What you will do
Each line below that includes the word "shirt" is to be reported.

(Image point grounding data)
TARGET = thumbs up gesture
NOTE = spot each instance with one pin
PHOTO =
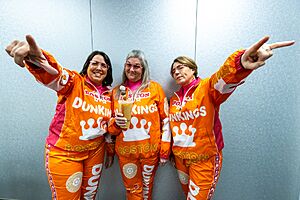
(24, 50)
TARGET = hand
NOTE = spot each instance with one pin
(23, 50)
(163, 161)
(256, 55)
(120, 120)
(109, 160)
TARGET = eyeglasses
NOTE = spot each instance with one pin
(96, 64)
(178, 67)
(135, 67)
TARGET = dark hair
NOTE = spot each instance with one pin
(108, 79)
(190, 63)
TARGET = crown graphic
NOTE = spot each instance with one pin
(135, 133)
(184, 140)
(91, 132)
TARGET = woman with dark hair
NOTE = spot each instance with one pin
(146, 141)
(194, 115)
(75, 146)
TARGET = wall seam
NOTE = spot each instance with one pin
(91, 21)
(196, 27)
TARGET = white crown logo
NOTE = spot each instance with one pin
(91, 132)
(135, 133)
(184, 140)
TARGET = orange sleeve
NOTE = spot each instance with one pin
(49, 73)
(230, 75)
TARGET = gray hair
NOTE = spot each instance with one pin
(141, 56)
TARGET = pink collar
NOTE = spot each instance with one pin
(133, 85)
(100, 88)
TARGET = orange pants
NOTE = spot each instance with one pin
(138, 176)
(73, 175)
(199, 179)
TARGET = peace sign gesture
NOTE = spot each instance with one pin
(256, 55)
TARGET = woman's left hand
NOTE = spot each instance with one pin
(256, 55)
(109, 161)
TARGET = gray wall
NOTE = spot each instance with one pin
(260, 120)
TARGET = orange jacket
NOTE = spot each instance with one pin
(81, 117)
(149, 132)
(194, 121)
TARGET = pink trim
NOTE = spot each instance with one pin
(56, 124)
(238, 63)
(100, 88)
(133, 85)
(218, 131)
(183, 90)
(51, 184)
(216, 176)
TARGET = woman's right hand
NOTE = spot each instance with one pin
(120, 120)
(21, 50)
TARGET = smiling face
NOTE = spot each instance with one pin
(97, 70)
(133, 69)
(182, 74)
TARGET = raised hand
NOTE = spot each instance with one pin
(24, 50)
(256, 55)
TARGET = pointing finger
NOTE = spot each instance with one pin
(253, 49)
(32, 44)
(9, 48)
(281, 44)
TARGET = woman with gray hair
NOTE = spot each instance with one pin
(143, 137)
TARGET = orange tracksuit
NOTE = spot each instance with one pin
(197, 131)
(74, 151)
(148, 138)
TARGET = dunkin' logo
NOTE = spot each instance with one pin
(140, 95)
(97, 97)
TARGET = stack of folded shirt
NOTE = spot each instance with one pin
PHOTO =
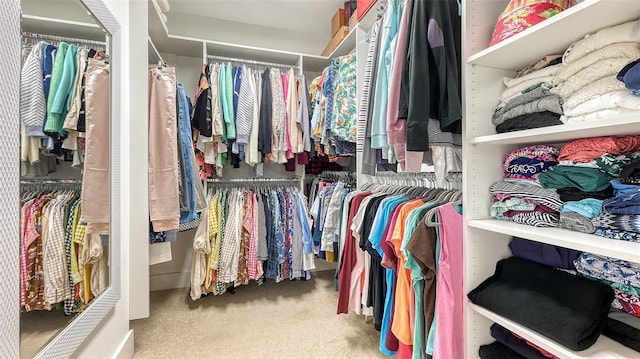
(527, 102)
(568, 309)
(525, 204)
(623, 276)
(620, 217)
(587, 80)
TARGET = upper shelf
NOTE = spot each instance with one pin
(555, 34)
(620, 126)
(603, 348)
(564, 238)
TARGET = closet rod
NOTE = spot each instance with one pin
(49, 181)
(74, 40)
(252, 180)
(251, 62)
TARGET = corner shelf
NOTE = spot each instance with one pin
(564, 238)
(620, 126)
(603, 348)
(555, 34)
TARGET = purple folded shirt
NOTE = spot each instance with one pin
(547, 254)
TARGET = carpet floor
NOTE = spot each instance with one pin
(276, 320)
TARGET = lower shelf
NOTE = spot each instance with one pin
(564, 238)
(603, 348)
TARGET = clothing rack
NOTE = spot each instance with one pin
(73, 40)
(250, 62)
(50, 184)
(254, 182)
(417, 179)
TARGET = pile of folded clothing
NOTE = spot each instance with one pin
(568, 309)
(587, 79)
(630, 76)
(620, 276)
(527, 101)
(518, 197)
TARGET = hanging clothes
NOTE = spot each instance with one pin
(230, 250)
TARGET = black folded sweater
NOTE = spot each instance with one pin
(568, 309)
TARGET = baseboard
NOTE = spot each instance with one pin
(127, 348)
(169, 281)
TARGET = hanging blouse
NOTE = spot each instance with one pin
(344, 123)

Written response
TARGET = stack of folded shirt
TARGET = purple folded shirt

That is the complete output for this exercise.